_Excerpts from point annotation listing_
.....

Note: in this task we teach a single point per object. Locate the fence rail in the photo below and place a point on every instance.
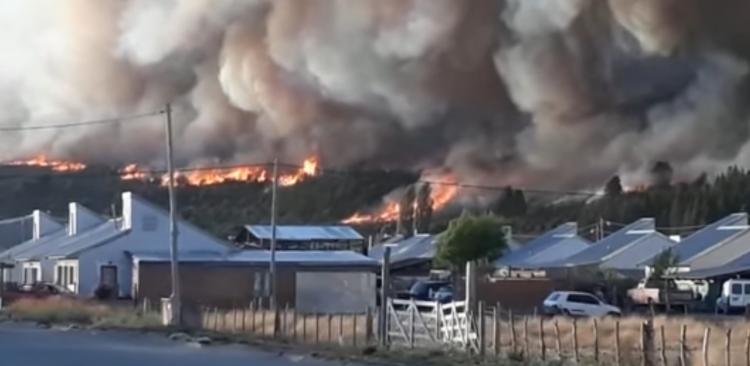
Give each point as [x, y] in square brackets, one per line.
[662, 340]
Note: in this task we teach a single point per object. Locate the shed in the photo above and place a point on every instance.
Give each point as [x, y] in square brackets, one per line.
[309, 281]
[302, 237]
[554, 245]
[710, 237]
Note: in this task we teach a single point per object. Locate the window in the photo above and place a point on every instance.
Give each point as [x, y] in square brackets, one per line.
[262, 286]
[582, 299]
[150, 223]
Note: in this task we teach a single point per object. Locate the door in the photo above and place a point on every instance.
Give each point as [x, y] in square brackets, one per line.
[586, 305]
[108, 278]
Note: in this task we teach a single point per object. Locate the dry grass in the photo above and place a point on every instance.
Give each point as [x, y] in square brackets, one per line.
[629, 338]
[67, 311]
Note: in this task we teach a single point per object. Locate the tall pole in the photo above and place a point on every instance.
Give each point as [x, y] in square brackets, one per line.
[175, 298]
[272, 265]
[272, 269]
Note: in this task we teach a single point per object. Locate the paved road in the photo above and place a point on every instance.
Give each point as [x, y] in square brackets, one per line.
[22, 345]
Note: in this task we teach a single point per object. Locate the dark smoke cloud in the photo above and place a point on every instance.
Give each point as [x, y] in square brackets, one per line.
[544, 93]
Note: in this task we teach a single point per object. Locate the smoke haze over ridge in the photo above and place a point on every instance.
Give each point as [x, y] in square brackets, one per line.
[543, 93]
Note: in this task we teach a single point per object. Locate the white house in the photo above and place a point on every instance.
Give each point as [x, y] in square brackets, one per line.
[92, 251]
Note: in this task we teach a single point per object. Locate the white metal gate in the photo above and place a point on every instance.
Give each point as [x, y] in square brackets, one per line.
[429, 323]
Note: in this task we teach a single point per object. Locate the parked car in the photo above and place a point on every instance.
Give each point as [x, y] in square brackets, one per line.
[578, 304]
[424, 290]
[735, 295]
[661, 292]
[33, 291]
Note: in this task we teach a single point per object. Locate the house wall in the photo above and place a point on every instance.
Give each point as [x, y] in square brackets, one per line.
[211, 284]
[335, 292]
[149, 231]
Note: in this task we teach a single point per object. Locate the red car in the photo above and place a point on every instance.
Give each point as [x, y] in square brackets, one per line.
[13, 292]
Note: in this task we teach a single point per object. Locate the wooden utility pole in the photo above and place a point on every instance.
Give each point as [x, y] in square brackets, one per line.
[175, 298]
[385, 280]
[272, 264]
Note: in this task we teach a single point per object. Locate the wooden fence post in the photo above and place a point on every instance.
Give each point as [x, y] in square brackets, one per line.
[304, 328]
[706, 336]
[576, 355]
[496, 330]
[341, 330]
[542, 344]
[663, 342]
[481, 331]
[747, 348]
[317, 329]
[558, 341]
[329, 320]
[263, 322]
[617, 343]
[294, 324]
[683, 345]
[512, 325]
[596, 341]
[216, 319]
[368, 326]
[647, 343]
[728, 348]
[354, 330]
[254, 312]
[526, 348]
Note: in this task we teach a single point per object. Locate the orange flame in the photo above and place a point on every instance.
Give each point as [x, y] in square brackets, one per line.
[440, 196]
[208, 177]
[56, 165]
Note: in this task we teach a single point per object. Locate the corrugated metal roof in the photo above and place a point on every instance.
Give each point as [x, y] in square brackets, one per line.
[95, 236]
[305, 233]
[302, 257]
[639, 252]
[15, 231]
[714, 234]
[610, 245]
[46, 241]
[556, 244]
[723, 254]
[418, 247]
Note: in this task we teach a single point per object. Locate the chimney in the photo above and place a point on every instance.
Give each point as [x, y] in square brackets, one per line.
[43, 224]
[80, 218]
[127, 210]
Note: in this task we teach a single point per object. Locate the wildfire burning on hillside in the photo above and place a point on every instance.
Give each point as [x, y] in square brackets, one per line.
[440, 195]
[196, 177]
[43, 161]
[207, 177]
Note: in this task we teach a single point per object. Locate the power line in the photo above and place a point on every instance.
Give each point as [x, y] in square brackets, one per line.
[112, 120]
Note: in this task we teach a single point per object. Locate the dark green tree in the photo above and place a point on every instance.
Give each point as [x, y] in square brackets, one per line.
[613, 187]
[469, 238]
[406, 212]
[423, 214]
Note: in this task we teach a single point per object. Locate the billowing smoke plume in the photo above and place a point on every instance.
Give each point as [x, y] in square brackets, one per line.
[544, 93]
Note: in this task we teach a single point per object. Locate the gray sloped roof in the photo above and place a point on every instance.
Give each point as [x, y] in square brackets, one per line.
[415, 248]
[300, 257]
[15, 231]
[639, 252]
[21, 251]
[97, 235]
[556, 244]
[710, 236]
[610, 245]
[305, 232]
[725, 253]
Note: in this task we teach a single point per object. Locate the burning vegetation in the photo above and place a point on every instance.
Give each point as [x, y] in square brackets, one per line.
[43, 161]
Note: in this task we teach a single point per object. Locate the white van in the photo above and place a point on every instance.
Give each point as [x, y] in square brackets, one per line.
[735, 295]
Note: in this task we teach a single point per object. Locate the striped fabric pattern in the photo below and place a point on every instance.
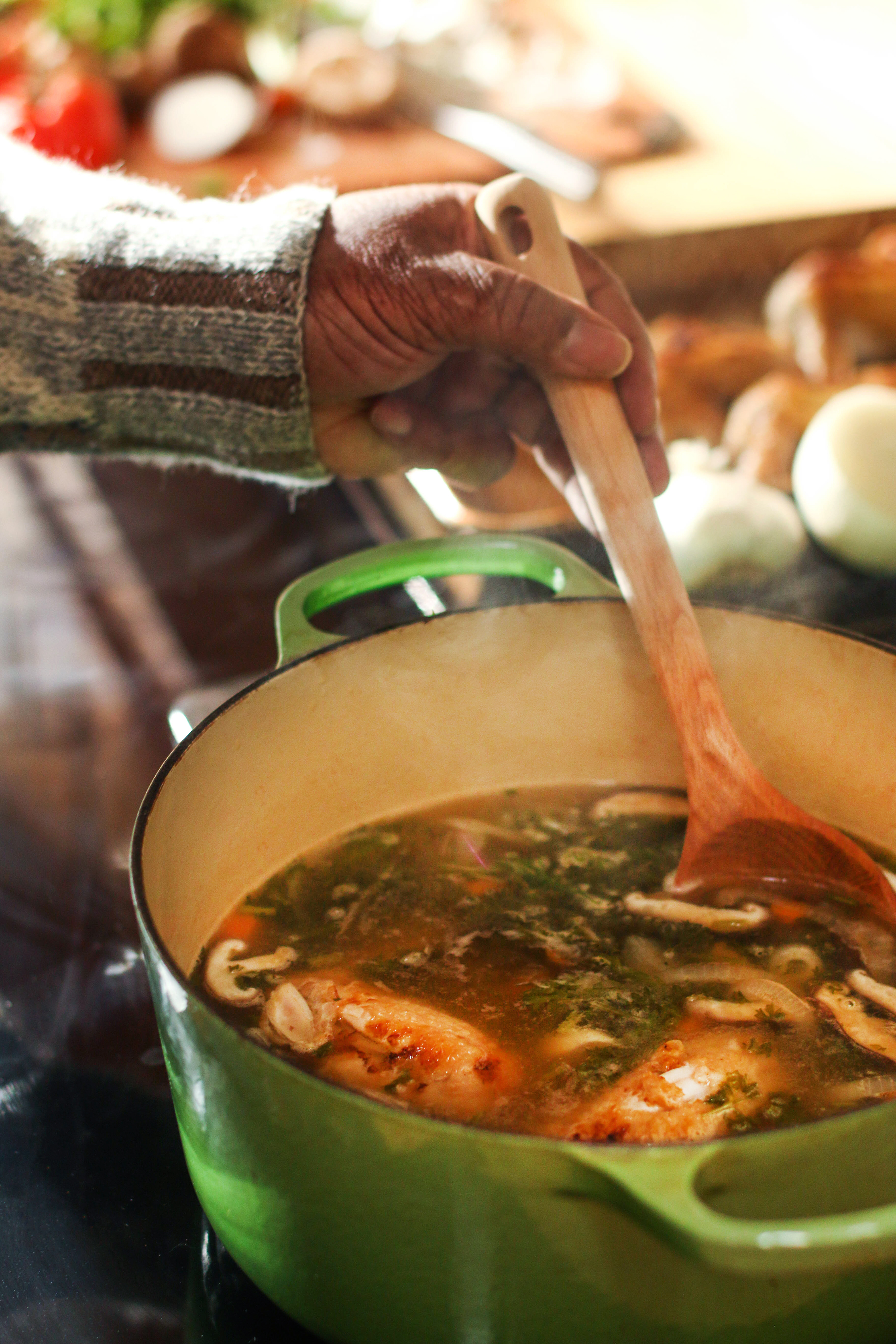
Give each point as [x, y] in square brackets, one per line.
[134, 322]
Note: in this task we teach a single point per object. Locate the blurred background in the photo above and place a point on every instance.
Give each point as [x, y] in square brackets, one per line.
[735, 162]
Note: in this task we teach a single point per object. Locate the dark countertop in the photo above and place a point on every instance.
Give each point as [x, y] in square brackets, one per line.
[119, 588]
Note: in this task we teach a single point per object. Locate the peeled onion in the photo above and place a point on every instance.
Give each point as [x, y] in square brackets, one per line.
[846, 477]
[726, 521]
[202, 118]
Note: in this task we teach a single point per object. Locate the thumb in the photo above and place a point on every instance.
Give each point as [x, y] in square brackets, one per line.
[489, 307]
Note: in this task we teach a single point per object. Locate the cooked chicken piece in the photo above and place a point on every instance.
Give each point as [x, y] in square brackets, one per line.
[688, 1091]
[766, 423]
[385, 1045]
[837, 308]
[855, 1022]
[703, 366]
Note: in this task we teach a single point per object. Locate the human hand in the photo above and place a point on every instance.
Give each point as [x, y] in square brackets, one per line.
[421, 351]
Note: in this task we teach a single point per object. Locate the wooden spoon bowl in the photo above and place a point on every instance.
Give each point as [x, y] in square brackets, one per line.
[741, 831]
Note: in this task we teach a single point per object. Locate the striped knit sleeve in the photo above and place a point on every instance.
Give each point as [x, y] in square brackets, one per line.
[135, 322]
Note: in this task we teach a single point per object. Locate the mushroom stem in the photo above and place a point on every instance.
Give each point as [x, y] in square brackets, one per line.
[882, 995]
[683, 912]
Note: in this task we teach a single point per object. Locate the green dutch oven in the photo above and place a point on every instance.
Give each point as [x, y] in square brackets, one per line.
[370, 1225]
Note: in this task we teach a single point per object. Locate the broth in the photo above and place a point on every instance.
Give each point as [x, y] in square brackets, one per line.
[514, 963]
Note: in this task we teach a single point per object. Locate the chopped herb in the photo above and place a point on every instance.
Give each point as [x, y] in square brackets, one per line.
[731, 1086]
[398, 1082]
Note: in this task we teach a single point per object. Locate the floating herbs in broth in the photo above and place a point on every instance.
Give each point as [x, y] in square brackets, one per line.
[515, 963]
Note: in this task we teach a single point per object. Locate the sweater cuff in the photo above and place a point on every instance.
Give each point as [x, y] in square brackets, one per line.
[160, 326]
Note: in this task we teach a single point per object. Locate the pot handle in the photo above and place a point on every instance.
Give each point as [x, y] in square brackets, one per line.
[659, 1190]
[383, 566]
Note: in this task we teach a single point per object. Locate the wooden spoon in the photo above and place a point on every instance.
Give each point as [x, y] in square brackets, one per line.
[741, 830]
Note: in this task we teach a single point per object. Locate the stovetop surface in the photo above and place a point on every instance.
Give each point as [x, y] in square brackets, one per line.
[101, 1236]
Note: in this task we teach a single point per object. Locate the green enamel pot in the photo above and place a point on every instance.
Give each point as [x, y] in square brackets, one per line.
[370, 1225]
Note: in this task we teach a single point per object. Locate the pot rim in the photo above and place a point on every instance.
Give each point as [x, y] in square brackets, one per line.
[150, 929]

.....

_What you should do_
Rewrite the lines between the one holding "the green dutch" and the one holding "[398, 1082]", inclusive, with "broth" changed to "soup" and nothing else altered.

_Solution to the problem_
Note: in this task we teach a single point per object. Locate the green dutch oven in the photo above and place a point on every instance.
Give each point as [x, y] in square brackets, one per line.
[370, 1225]
Note: in this task we teach a single point per object. Locate the soup in the photo above and place a point on every instance.
Give each point as [x, y] in square brackets, one per line.
[514, 963]
Note: in this task we teach a single point per object. Locate the chopped herb in the photo above and place a point on every instance.
Give each point as [x, y] in square brackets, one per line.
[731, 1086]
[398, 1082]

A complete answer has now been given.